Required action: Copy, from the entries below, each line where the word "halter" can be found.

Exercise materials:
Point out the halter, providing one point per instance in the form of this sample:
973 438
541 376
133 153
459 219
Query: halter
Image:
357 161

--

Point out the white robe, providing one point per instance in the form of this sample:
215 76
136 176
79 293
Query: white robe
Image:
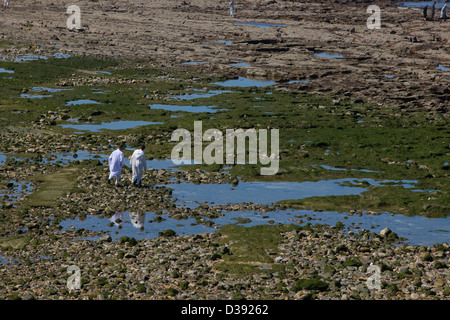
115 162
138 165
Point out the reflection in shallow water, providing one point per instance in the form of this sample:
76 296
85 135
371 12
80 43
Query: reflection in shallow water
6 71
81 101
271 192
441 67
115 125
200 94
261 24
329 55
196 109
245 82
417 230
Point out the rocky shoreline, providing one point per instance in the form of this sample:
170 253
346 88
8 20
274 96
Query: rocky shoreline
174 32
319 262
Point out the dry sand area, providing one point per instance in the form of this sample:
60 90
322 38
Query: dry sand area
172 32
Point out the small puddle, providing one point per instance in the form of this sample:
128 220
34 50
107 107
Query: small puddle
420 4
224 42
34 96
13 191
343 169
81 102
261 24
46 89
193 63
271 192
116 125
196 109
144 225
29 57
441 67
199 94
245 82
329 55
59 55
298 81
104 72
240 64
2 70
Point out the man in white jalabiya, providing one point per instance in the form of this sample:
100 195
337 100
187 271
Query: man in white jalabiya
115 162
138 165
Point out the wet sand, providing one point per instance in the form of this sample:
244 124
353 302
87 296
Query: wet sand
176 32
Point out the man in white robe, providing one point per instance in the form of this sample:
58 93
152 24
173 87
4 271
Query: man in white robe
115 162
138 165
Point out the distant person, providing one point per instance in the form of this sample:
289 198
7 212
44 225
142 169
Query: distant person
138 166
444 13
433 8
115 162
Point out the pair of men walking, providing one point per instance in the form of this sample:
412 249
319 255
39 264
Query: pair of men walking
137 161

Reply:
Point out the halter, providing one point per instance in the form of this sample:
Query: halter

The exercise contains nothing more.